** START OF SELECTED PASSAGE **

Okay, this one is about AMD's relatively new graphics architecture, RDNA2. It launched in the Radeon RX 6000 series a few months ago to a really good reception and, honestly, surprised the crap out of me with how performant and efficient it is compared to the competition of the NVIDIA GeForce RTX 30 series. I felt like, with the Radeon RX 6900XT, AMD was gunning for the top-dog for the first time in a long time and, I know it wasn't, but I giggle and smile if I think 6900XT was made as an answer to the last point in my Radeon Wishlist that AMD's official Twitter account liked and replied to back when Sash had a Twitter account (Big mistake).
So without further ado, let's type a babble about RDNA2's biggest hardware feature, for me, (it's not even the Hardware Accelerated Ray Tracing!); the L3 cache, or as AMD calls it, the 'Infinity Cache'. While N21, 22 and I believe 23 have the IFC (I will call it that or L3), this post is about Navi 21 specifically, as this is the Big Chungus Boi that socks it to Nvidia for the first time in a unrefreshingly long time.

** END OF SELECTED PASSAGE **
** START OF GIVEN INFORMATION **

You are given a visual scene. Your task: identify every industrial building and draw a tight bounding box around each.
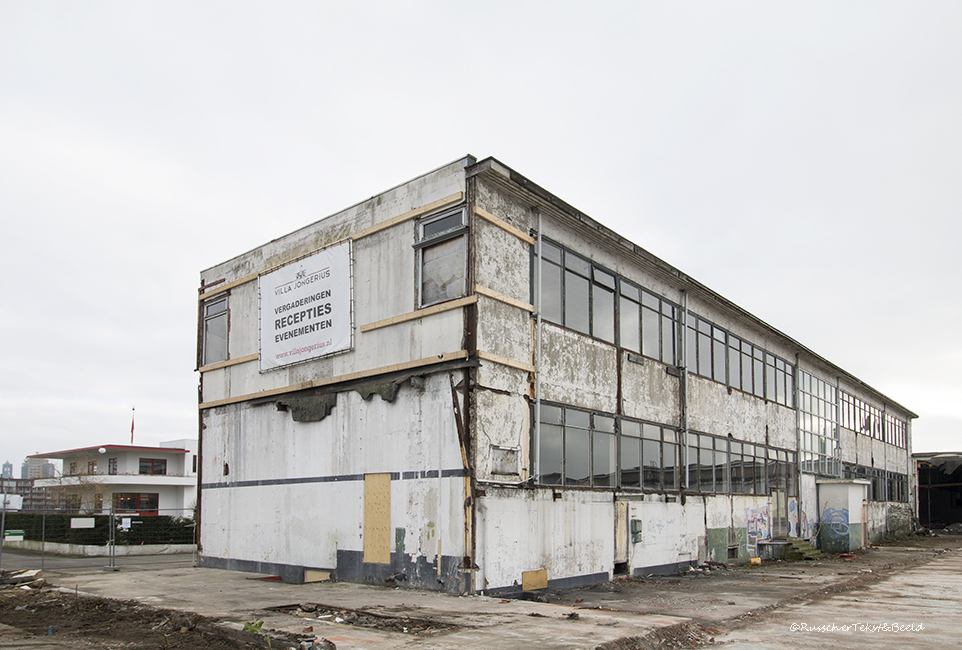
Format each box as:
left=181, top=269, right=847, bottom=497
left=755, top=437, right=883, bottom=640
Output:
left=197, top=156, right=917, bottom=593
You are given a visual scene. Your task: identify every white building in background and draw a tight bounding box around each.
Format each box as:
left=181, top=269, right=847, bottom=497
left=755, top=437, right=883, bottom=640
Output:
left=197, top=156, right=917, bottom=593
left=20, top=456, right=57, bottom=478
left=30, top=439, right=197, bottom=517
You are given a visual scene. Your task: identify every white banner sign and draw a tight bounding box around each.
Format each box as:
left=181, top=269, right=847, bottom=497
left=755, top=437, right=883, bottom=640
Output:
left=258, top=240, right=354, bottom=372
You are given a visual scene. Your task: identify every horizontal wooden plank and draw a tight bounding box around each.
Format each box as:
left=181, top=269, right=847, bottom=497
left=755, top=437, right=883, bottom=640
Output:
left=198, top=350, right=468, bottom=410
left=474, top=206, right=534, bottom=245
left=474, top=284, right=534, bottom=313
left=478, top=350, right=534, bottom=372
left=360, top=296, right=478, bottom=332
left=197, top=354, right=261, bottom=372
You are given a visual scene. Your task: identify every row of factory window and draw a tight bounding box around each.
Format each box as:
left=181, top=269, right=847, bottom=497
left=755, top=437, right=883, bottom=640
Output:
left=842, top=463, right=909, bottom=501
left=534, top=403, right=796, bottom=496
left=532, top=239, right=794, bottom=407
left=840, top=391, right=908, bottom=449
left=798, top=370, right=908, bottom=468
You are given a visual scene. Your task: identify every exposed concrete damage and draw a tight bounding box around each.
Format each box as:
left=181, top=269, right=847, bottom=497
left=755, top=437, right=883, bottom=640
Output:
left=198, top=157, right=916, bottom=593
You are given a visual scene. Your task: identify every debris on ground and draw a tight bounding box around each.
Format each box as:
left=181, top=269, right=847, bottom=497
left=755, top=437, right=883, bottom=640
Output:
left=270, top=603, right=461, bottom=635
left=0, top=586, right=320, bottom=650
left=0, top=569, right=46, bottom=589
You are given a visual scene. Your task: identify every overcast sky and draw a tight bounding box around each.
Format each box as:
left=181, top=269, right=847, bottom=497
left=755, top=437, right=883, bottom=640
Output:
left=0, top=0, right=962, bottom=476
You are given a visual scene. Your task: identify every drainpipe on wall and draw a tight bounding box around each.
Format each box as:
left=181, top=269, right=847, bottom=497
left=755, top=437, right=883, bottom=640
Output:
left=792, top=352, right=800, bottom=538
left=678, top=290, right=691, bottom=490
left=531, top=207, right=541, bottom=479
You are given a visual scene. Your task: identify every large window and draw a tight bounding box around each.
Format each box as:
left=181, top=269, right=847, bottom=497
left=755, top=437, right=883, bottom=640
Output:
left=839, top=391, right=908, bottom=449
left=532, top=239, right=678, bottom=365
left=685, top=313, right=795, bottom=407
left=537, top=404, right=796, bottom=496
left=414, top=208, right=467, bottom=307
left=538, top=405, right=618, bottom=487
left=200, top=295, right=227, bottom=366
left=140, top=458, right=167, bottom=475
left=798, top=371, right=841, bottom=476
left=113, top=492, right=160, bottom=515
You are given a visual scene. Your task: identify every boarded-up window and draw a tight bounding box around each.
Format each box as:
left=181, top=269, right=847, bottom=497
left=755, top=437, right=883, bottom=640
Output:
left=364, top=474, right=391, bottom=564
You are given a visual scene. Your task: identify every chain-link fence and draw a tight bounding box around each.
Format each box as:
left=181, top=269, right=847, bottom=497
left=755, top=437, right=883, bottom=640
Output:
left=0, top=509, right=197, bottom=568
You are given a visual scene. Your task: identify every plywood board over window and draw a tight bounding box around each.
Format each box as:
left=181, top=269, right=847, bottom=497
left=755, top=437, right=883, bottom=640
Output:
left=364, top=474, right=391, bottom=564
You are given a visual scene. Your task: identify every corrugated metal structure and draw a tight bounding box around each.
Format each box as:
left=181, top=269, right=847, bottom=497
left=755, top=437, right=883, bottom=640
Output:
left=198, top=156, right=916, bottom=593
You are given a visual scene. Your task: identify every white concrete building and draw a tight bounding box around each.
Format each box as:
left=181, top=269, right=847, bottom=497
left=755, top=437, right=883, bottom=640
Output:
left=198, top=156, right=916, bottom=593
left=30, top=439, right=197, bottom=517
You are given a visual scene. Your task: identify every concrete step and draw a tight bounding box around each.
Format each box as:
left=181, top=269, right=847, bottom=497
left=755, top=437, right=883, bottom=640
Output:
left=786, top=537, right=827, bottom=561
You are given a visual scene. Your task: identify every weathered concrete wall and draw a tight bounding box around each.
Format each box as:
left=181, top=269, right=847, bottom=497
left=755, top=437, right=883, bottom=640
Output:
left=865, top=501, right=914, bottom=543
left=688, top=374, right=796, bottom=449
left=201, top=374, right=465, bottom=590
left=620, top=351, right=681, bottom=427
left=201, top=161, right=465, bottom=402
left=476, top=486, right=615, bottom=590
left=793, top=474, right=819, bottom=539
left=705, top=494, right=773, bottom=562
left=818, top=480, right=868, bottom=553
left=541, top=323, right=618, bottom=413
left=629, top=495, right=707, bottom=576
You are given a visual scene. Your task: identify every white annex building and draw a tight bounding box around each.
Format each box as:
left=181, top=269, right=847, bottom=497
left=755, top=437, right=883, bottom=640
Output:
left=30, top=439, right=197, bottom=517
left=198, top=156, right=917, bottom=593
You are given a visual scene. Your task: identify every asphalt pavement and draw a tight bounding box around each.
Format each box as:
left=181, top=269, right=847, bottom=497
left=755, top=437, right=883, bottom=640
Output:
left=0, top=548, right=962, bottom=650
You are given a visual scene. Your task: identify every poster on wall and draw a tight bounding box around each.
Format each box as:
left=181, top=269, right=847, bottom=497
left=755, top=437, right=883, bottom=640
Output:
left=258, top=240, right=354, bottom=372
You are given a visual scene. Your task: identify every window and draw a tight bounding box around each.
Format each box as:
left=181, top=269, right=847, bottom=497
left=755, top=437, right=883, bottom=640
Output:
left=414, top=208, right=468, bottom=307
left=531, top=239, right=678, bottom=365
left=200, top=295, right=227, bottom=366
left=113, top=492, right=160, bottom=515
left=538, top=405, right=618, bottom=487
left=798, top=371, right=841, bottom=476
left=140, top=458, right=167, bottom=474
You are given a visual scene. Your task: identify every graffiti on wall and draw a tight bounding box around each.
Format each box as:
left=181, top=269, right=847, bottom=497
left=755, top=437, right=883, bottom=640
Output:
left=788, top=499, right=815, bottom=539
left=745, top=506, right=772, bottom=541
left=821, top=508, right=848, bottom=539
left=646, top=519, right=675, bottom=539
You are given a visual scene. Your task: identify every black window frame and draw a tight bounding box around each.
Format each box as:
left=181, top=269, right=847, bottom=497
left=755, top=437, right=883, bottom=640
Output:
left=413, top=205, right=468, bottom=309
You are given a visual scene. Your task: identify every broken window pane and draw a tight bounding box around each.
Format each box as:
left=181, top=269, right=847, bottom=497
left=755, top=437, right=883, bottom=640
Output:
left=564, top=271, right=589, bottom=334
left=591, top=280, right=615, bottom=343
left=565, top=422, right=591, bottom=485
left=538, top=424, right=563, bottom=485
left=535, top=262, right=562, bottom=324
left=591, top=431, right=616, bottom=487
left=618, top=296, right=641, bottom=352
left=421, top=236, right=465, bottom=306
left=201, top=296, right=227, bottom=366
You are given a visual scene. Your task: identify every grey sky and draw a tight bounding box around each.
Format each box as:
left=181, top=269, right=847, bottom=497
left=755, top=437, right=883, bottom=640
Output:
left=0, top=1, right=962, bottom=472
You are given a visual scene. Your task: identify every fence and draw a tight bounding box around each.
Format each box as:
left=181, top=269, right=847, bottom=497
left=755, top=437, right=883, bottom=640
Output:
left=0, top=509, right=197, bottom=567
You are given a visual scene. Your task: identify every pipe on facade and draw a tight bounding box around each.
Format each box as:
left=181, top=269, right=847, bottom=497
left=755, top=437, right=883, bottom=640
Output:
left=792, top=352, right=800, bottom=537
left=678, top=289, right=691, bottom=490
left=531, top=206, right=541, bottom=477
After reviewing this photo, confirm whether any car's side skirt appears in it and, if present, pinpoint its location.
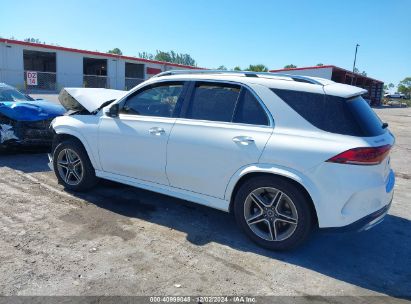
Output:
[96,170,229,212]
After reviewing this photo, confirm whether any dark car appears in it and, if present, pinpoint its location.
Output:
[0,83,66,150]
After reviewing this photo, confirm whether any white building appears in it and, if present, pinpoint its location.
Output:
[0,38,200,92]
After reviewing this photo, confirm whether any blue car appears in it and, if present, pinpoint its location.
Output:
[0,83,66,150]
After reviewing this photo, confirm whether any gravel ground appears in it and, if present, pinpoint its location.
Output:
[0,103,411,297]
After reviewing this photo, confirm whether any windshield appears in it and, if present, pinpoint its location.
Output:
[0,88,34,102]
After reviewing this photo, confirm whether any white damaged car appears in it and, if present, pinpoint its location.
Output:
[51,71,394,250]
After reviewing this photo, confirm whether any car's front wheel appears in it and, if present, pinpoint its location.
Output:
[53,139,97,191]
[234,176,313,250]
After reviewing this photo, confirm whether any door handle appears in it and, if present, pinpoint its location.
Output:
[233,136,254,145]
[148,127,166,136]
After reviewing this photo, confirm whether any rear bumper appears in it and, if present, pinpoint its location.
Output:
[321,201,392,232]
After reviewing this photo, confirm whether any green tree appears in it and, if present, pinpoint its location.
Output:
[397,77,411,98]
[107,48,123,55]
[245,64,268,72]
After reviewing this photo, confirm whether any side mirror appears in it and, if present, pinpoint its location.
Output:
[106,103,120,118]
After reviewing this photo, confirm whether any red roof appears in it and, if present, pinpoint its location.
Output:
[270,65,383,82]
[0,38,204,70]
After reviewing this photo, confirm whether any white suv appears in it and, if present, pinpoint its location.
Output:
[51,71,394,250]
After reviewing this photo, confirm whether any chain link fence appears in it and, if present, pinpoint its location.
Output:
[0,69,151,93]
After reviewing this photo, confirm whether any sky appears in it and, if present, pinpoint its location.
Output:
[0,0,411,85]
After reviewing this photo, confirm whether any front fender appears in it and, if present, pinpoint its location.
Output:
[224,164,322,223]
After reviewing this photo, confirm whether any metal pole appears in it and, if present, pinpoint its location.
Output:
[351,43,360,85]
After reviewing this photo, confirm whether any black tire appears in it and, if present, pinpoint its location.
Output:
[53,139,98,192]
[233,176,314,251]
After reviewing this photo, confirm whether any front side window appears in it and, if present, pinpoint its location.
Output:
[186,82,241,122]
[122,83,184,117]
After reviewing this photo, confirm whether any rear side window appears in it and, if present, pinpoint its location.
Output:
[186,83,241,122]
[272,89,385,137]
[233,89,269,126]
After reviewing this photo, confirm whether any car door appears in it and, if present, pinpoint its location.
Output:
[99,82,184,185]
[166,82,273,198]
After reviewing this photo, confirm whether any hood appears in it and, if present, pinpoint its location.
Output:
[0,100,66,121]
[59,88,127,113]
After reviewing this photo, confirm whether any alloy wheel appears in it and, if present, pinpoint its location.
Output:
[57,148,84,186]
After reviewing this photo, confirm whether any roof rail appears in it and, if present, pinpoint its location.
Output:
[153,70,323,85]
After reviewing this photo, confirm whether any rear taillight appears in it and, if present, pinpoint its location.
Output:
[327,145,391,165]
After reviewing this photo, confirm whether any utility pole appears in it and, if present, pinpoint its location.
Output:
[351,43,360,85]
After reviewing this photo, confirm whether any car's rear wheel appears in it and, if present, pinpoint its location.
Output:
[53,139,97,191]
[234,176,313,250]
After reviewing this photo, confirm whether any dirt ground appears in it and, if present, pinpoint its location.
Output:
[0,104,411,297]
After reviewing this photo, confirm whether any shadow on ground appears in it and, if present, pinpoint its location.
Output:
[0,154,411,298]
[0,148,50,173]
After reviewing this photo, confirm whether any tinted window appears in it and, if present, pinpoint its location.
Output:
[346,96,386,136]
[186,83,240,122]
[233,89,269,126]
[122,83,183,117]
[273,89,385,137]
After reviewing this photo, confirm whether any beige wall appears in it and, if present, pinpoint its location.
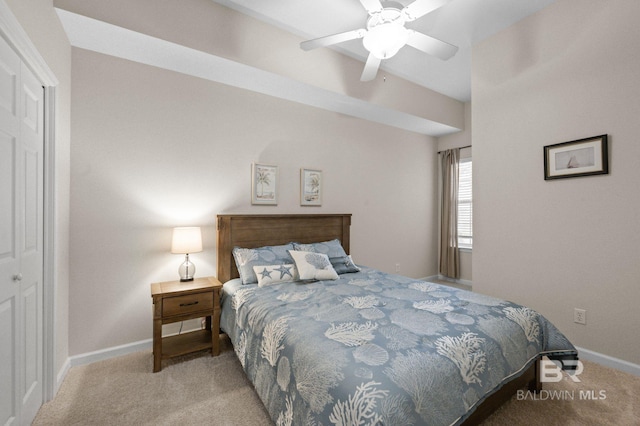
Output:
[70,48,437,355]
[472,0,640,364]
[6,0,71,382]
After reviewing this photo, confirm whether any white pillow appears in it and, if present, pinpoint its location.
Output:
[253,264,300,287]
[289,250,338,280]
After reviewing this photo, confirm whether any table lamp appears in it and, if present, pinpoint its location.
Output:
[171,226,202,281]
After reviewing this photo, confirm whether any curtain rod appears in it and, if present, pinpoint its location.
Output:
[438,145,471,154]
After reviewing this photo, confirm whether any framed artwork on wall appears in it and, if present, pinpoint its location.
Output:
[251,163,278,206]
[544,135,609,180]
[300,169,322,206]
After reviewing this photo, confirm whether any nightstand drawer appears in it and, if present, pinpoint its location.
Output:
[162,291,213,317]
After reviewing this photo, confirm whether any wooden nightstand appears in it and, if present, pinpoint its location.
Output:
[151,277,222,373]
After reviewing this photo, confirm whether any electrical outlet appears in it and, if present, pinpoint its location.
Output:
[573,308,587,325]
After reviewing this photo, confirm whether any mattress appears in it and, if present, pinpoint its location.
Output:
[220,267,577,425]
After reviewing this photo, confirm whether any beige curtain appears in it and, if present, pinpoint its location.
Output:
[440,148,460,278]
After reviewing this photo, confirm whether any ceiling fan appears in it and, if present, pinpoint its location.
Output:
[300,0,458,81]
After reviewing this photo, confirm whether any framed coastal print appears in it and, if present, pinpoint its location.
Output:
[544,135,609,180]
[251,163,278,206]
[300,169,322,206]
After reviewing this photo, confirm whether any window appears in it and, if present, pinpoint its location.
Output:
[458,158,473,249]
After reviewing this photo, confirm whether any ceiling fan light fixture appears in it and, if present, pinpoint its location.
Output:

** END OF GIVEN INFORMATION **

Pick up the post about the Infinity Cache on AMD's RDNA2 graphics chips right after its last sentence and keep writing it.

### IN RESPONSE
AMD loves Caches.
This is not something GPUs are historically known for, but here we are, in 2021 with a GPU and an L3 cache. In fact, what is interesting to note is that AMD has been working towards really fast, effective on-chip caches for their processors for a long time, kicking off with Zen1; which made use of a really effective L3 cache system and is in large part, why it does so well despite the fabric signal-routing latency innate to the Zen processor designs. (Yes, Zen1's L3 cache isn't notably bigger than competing designs at the time, but it WAS faster and an example of AMD's focus on caches coming to fruition).
Zen2 introduced the chungus L3 cache with 16MiB per 4-core CCX block, a whopping 64MiB per AM4 package (4x16MiB 4-core CCX in 2x CCD), and this is when AMD really took its gloves off with caches. Why am I babbling about CPU Caches in a GPU l3 cache babble post? Well, because it's very important to note the focus upon which AMD has set their talent on these past few years. And that is, as any processor engineer will say is the holy grail (in a way); keeping more data on the silicon, closer to the execution cores is extremely important. Even more so, when you consider that AMD's chiplet/MCM approach adds additional routing and trace length (small but it does add up) latency to larger off-die memory pools like DDR/GDDR. Caches help offset that.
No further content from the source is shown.